Please copy every one of the rows below word for word, leaving nothing out and changing nothing.
──────────────────────────────
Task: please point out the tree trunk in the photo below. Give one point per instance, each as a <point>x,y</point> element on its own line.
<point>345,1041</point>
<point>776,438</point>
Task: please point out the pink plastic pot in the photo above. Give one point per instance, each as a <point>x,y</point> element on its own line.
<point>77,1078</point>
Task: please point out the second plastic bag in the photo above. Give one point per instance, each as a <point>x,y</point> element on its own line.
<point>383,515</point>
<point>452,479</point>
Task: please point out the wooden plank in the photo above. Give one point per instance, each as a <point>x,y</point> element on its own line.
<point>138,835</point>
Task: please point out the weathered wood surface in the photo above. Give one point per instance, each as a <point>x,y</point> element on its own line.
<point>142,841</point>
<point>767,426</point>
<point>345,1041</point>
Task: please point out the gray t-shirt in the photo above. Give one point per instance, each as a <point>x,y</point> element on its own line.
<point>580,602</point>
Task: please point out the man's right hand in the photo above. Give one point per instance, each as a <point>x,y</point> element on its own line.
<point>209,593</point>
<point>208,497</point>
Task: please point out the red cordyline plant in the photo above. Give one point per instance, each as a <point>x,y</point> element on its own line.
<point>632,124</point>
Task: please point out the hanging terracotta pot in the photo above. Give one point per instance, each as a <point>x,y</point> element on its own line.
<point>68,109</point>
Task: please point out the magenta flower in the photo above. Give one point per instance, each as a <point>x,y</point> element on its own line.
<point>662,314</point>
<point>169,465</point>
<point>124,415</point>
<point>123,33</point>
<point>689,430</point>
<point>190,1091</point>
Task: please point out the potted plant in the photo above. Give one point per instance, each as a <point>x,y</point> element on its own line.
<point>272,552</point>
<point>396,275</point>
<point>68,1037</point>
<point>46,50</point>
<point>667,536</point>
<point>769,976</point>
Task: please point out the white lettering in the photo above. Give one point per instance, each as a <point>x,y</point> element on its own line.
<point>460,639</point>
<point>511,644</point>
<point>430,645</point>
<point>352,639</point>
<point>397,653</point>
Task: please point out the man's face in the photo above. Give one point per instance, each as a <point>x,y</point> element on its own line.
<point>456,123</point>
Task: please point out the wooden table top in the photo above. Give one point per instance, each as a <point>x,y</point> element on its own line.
──────────────────────────────
- Finished answer:
Task: please point out the tree trunk in the photo below. Give one point per instance, each as a <point>x,y</point> element on its own line.
<point>345,1041</point>
<point>776,438</point>
Task: please point out the pink plastic pot in the photo above. Give one point per instance, each as a <point>x,y</point> element on its own line.
<point>77,1078</point>
Task: please point out the second plastic bag in the photo above. Give one point per instance, each as a <point>x,y</point> element on its own line.
<point>383,515</point>
<point>452,479</point>
Task: please point out the wooden plank in the photo above. Give one point per instance, each as a <point>x,y</point> element on its own line.
<point>138,835</point>
Task: please point out the weathered wood surface in the photo above. Give one point per instance, each as a <point>x,y</point> element on its own line.
<point>142,841</point>
<point>767,426</point>
<point>345,1041</point>
Task: please point out the gray t-shirt in the photo above. Give one point per instance, each as a <point>x,y</point> element on its own line.
<point>580,602</point>
Task: please point out the man's right hand in the photo above. Give one point per instance, each as a <point>x,y</point> element on its own line.
<point>209,593</point>
<point>208,497</point>
Task: please point out the red cordyline plant in the photo above. Give one point per instance, each as a <point>x,y</point> element on its own line.
<point>632,124</point>
Task: please point out the hanging terracotta pot in the photo above. Give one point per instance, each as a <point>x,y</point> element on its own line.
<point>68,109</point>
Task: please point out the magenta flower in the photo above. Give one point per instance, each as a <point>x,y</point> element on its own line.
<point>662,314</point>
<point>169,465</point>
<point>124,415</point>
<point>123,33</point>
<point>689,430</point>
<point>190,1091</point>
Task: please point out the potted plant in the photo above. Give one point per instance, each as a <point>x,y</point> element on its own line.
<point>272,552</point>
<point>396,275</point>
<point>68,1037</point>
<point>46,50</point>
<point>667,536</point>
<point>769,976</point>
Task: please point out the white lettering in the photo above. Give one point per instance, each as a <point>x,y</point> element on its own line.
<point>460,639</point>
<point>511,644</point>
<point>430,645</point>
<point>352,639</point>
<point>397,653</point>
Task: please point out the man's face in the photo above. Give one point per instance, each as a <point>x,y</point> element on its own line.
<point>456,123</point>
Task: please point out the wooden table top in the photo above. Give one point per instance, each as a <point>x,y</point> element on its own line.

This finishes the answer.